[Stored data entries]

* START *

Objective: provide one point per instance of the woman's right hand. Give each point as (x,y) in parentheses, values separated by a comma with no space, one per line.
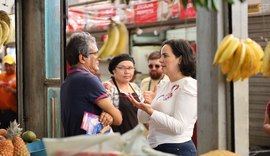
(140,105)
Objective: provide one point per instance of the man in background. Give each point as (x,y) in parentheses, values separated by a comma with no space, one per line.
(155,72)
(8,98)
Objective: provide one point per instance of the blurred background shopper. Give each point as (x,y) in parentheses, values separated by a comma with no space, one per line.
(82,91)
(122,68)
(155,72)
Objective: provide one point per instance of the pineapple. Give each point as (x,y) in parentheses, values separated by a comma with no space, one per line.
(6,147)
(14,134)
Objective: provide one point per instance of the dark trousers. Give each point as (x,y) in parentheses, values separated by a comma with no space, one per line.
(180,149)
(5,117)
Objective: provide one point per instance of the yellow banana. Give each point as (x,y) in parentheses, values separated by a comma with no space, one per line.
(225,66)
(113,39)
(123,40)
(5,32)
(258,55)
(103,47)
(224,43)
(11,35)
(237,61)
(247,63)
(1,33)
(229,50)
(266,61)
(256,47)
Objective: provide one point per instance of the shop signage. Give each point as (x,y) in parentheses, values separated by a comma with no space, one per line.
(146,12)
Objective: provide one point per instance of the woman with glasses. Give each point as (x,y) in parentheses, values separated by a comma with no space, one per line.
(173,112)
(82,92)
(122,68)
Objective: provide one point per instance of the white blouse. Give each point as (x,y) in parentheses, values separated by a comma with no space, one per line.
(175,112)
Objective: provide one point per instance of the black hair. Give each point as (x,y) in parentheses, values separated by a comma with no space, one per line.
(79,43)
(183,48)
(117,59)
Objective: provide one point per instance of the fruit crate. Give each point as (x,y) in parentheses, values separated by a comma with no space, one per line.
(36,148)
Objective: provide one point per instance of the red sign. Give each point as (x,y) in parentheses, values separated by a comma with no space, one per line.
(146,12)
(189,12)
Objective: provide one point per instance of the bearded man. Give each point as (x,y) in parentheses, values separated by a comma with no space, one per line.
(155,72)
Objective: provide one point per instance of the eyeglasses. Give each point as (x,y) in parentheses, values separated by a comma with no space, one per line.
(154,65)
(125,68)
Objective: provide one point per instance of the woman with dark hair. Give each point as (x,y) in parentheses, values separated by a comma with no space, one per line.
(122,68)
(82,92)
(173,111)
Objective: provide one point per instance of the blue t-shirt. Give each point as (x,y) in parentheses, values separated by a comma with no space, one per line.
(79,93)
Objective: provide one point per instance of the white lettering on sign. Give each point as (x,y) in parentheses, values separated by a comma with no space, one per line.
(141,12)
(150,5)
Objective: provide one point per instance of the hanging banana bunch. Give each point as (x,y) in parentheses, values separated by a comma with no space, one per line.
(117,41)
(110,45)
(239,59)
(5,26)
(266,61)
(122,46)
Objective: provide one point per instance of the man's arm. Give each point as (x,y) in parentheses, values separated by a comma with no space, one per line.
(107,106)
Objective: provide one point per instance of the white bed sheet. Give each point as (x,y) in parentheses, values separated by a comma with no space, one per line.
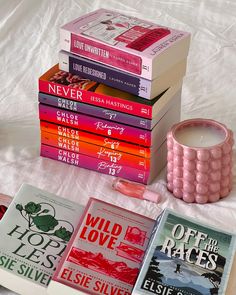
(29,44)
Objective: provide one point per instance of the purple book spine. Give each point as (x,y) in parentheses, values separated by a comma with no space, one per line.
(94,164)
(95,125)
(95,111)
(103,74)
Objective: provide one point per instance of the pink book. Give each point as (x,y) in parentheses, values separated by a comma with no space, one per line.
(125,42)
(107,167)
(105,253)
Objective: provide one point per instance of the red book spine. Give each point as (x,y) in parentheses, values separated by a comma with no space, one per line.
(85,96)
(95,151)
(103,141)
(98,165)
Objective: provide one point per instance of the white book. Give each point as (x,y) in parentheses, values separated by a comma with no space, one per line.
(34,233)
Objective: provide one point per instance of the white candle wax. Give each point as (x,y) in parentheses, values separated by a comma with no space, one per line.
(199,136)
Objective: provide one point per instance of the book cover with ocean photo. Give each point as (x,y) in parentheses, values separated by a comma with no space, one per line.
(186,258)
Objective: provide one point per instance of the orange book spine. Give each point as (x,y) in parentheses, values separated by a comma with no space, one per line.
(95,151)
(106,142)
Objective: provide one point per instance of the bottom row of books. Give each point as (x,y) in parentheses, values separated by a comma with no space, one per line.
(51,245)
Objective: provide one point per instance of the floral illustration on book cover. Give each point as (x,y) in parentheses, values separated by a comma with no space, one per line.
(189,259)
(113,29)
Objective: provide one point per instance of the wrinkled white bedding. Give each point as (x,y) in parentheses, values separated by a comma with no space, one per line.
(29,44)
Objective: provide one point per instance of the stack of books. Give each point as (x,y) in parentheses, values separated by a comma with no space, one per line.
(51,245)
(109,103)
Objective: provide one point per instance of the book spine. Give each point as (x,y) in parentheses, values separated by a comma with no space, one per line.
(107,75)
(105,101)
(97,165)
(105,54)
(113,144)
(95,125)
(95,151)
(95,111)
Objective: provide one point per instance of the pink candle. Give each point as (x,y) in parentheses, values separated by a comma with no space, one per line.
(199,165)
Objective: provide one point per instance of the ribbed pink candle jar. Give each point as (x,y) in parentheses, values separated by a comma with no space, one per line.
(199,167)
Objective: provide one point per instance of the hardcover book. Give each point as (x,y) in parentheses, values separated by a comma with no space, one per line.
(114,144)
(186,257)
(115,130)
(105,253)
(34,233)
(125,42)
(113,77)
(108,167)
(73,87)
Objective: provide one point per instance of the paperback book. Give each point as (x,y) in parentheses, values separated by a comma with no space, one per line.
(96,151)
(67,85)
(96,111)
(186,257)
(34,233)
(125,42)
(124,81)
(105,253)
(113,129)
(107,142)
(108,167)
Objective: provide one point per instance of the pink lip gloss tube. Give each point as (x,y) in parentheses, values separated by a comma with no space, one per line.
(135,190)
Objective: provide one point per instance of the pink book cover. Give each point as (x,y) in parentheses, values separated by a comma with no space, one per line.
(114,144)
(98,165)
(95,151)
(105,253)
(95,125)
(124,42)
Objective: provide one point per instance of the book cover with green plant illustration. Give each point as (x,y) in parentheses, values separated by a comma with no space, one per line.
(34,233)
(186,257)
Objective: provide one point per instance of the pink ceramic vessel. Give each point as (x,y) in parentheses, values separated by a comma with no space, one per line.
(199,174)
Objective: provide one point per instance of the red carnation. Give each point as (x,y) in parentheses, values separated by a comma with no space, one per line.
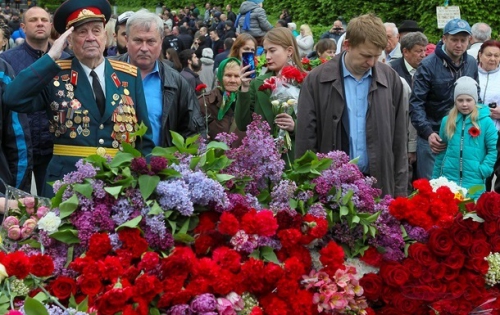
(17,264)
(474,131)
(332,256)
(228,224)
(200,87)
(99,245)
(63,287)
(41,265)
(149,261)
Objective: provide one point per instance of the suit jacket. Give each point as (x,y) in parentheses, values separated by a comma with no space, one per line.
(322,127)
(75,119)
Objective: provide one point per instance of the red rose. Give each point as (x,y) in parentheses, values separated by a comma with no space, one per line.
(479,249)
(461,236)
(228,224)
(99,245)
(487,208)
(421,253)
(372,257)
(394,274)
(41,265)
(332,255)
(63,287)
(416,270)
(90,285)
(372,286)
(455,260)
(440,242)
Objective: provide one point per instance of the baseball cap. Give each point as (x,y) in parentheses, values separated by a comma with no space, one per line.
(122,18)
(456,26)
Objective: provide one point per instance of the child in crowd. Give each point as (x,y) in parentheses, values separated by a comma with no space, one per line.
(471,138)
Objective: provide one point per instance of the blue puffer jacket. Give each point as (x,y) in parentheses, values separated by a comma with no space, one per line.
(468,160)
(432,92)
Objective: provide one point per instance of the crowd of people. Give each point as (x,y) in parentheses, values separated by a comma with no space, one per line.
(403,107)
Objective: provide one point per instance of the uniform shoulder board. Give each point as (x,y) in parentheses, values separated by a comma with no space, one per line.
(124,67)
(64,64)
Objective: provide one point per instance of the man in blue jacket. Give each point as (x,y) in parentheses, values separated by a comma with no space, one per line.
(37,26)
(432,95)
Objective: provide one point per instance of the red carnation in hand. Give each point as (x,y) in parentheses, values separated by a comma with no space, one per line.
(17,264)
(474,131)
(41,265)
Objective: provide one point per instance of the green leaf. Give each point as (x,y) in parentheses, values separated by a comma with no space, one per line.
(84,189)
(269,255)
(34,307)
(121,159)
(133,223)
(57,199)
(155,209)
(184,227)
(183,237)
(66,208)
(147,185)
(114,191)
(177,140)
(68,236)
(217,145)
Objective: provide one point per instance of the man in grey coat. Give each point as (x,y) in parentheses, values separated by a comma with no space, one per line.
(171,101)
(355,104)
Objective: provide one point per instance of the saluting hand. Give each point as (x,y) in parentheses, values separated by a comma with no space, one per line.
(57,48)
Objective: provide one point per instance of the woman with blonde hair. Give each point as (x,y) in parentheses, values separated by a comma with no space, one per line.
(281,50)
(305,40)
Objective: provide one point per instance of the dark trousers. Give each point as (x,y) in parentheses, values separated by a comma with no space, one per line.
(40,164)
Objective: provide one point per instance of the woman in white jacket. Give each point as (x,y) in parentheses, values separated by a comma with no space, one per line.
(305,41)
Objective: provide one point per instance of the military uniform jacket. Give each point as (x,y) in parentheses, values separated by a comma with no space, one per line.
(63,89)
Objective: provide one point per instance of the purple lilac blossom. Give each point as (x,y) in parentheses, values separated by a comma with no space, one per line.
(204,190)
(122,210)
(174,194)
(182,309)
(204,303)
(244,242)
(281,195)
(317,210)
(257,157)
(270,242)
(156,234)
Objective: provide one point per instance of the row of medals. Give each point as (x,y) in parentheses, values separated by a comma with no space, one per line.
(69,116)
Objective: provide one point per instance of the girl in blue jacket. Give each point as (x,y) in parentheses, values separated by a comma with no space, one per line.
(471,138)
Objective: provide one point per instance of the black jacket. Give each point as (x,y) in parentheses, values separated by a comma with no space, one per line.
(181,111)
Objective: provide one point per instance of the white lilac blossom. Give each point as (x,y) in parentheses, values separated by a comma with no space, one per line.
(281,195)
(174,195)
(49,223)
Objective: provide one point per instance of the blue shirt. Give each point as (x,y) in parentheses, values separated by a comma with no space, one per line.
(153,92)
(356,93)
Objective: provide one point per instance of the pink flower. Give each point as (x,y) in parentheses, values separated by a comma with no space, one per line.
(41,211)
(10,221)
(14,232)
(29,202)
(225,307)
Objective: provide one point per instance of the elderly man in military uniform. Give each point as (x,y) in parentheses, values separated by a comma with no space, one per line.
(95,105)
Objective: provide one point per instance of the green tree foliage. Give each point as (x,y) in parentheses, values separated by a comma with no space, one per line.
(320,14)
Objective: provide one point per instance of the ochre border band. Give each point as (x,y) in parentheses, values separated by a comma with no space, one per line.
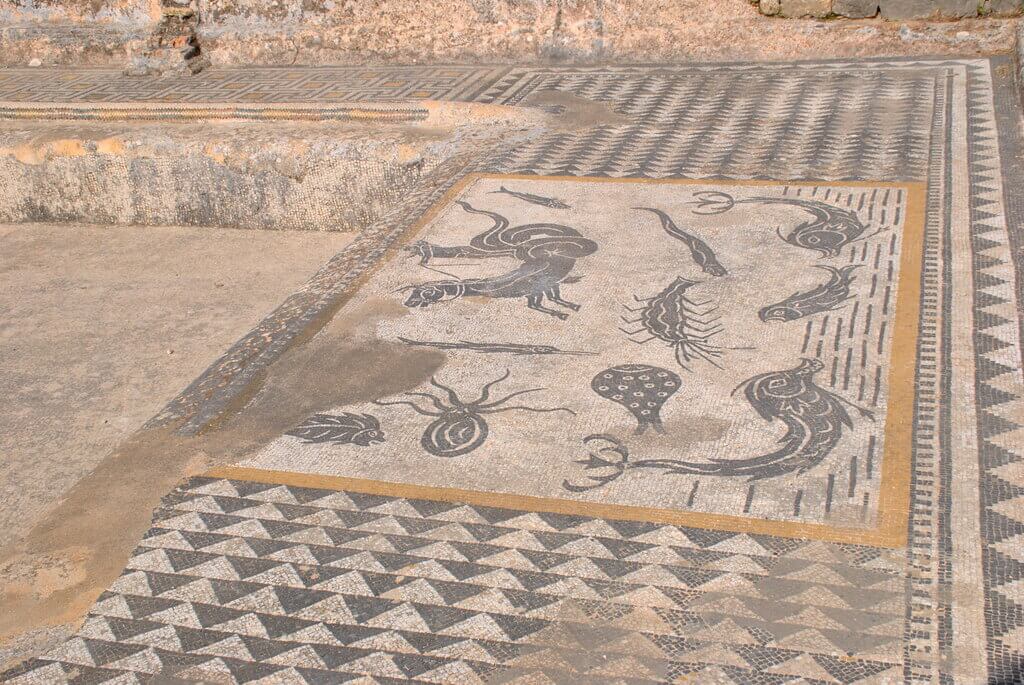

* END *

Problem to solve:
How many lines of the records above contain the word "military"? Reply with the number only.

Solved exercise:
2